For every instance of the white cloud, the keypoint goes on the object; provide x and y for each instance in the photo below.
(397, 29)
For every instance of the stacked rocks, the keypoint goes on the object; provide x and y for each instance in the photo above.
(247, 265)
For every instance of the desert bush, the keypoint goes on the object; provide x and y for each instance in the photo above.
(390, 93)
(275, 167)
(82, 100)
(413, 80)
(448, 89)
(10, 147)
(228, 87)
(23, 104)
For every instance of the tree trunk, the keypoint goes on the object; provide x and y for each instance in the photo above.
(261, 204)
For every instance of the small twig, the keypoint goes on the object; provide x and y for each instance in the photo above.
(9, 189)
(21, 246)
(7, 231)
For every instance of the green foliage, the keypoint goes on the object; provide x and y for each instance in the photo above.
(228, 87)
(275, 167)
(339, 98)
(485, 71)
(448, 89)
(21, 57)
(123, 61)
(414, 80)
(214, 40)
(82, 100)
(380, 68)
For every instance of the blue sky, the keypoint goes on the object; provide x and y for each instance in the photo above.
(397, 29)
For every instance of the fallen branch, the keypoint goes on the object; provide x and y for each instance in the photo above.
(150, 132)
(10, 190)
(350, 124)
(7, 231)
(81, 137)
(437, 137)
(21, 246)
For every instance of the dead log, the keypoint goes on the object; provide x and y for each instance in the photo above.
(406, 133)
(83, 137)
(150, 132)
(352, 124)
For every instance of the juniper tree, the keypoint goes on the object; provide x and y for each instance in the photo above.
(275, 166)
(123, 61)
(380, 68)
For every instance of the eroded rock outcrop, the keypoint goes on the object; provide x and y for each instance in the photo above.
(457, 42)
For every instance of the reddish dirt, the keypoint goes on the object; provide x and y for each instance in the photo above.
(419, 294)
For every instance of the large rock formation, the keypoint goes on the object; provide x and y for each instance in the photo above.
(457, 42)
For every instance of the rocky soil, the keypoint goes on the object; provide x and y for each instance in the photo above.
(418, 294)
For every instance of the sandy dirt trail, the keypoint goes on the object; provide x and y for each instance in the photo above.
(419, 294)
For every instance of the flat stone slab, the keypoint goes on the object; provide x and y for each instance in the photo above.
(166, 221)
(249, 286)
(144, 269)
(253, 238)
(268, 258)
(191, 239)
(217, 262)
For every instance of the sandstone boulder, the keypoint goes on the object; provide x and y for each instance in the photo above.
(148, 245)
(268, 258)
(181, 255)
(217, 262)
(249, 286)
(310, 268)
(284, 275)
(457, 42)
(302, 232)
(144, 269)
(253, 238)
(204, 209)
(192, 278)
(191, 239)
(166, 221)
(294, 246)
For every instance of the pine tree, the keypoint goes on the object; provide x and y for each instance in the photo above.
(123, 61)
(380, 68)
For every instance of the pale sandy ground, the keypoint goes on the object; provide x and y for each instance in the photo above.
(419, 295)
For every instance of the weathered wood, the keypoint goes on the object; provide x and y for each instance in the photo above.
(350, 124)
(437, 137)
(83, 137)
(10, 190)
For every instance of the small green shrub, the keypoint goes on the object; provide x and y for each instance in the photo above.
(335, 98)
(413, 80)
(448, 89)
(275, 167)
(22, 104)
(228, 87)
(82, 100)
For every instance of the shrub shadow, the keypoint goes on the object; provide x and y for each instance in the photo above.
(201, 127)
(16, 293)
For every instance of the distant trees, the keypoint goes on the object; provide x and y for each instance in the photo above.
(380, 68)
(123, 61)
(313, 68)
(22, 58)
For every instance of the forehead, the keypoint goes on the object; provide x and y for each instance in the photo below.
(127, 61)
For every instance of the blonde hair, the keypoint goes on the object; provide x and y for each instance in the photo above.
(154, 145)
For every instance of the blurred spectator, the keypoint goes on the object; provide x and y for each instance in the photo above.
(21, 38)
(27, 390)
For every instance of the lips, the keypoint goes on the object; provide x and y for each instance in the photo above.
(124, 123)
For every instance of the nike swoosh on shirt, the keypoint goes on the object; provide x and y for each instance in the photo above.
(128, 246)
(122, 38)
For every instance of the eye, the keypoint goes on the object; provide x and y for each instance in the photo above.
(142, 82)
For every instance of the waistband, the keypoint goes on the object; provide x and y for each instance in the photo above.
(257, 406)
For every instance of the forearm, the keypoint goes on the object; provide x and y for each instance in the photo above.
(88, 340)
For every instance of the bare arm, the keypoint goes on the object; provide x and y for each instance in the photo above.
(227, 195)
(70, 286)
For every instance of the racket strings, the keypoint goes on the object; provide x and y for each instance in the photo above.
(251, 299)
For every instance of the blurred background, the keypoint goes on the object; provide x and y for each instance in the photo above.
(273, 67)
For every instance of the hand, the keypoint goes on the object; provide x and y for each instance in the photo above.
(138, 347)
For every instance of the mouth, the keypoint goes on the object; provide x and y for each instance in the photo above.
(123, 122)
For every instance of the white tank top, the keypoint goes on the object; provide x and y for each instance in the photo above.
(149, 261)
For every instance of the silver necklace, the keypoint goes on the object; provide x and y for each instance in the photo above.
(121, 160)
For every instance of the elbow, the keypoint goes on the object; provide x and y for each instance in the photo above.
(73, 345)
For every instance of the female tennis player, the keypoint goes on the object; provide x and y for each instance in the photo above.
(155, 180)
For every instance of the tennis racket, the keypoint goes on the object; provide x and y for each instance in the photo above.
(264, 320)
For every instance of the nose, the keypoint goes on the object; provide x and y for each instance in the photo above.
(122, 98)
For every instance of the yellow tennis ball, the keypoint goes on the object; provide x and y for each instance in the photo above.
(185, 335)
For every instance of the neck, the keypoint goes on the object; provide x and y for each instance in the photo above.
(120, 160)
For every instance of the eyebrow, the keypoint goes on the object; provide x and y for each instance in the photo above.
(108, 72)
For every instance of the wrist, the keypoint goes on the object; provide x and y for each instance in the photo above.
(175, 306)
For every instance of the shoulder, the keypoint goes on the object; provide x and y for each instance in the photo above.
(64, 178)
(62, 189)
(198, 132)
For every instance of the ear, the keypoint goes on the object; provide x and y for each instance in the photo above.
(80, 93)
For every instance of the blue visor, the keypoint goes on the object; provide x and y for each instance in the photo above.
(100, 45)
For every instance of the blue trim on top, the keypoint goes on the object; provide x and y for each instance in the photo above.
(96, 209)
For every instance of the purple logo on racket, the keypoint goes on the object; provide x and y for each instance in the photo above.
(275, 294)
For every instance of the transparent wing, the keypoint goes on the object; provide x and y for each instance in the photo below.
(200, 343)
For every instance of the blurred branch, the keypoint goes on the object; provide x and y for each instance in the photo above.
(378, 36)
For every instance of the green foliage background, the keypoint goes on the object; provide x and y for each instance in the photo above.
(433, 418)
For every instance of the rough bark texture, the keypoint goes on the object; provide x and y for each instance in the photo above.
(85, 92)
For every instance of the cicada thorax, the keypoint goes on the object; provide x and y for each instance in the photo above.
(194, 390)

--------

Each line from the one that holds "For every instance of the ear, the" to the end of the records above should be transcribed exactly, both ends included.

**Response area**
For every instance of the ear, the keypoint goes on the object; provide x and y for each instance in the photo above.
(80, 93)
For every instance of the blue visor, the keypoint goes on the object; provide x and y for each instance in the photo above.
(100, 45)
For every instance of the blue trim on top, the keypoint goes on the object; provide x and y for each instance in the photo above.
(96, 209)
For every instance of the purple logo on racket, the keypoint goes on the object; provide x and y for each instance in the photo above.
(275, 294)
For every instance of the transparent wing, the keypoint goes on the object; provide x and y for each instance in the photo below.
(200, 343)
For every instance of the blurred branch, the keypoint goes on the object; provide x and y for each instance in the photo above.
(378, 36)
For every instance of the green foliage background, the keypoint goes on the object; provide x and y for each instance in the photo above.
(433, 418)
For every instance of the rough bark texture, the keypoint goes on the object; provide x and y for each instance in the photo above.
(85, 92)
For every instance of the cicada thorax, the keypoint goes on the object; provide x and y for each instance in the photo above.
(194, 390)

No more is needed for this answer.